**TEXT BLOCK**
________________________
James A. F. Christie
21st July 2011

I'll try to get the press release into a separate reply. Not enough room here.

Best wishes


message 4: by James (new)

James Christie | 11 comments Liz wrote: "Yes please. Tell me more James."

Dear Miss Landau

17 July 2012



Speaking today on BBC Radio 4’s programme ‘A Good Read’, the former managing director of Waterstones and WHSmith, Tim Coates, described Dear Miss Landau by James Christie as “the best book I’ve read for ten years.”

The book was one of three being discussed on the programme by Tim Coates, former head of comedy at the BBC, Jon Plowman, and presenter Harriett Gilbert.
Coates said Dear Miss Landau was “magical from beginning to end” and was “beautifully accurate” about what it is like to be autistic. Harriett Gilbert added that seeing the world through James Christie’s eyes was “really riveting” because, unlike books such as The Curious Incident of the Dog in the Night-time, James’ autism was real, not merely a novelist’s ‘device’ - and unlike many memoirs which purport to be accurate but turn out not to be so - “what you’re getting with Dear Miss Landau is the truth.”
________________________
**ACTIVITIES**
A. In the Dear Miss Landau post, on which radio program did Tim Coates speak?
B. Reproduce everything in the Dear Miss Landau post from "The book was" down to "presenter Harriett Gilbert.".
The records that follow come from a separate source, not from the Dear Miss Landau post.

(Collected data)
________________________
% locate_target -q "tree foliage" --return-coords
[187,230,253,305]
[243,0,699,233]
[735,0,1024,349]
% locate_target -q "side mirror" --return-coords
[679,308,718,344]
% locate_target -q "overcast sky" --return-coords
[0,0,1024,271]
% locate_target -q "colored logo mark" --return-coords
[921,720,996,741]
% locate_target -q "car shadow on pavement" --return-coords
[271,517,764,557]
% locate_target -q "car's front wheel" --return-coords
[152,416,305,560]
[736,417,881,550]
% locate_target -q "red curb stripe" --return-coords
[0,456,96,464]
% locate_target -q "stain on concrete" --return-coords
________________________
**RESPONSES PER TASK**
A. BBC Radio 4's program 'A Good Read'.

B.
The book was one of three being discussed on the programme by Tim Coates, former head of comedy at the BBC, Jon Plowman, and presenter Harriett Gilbert.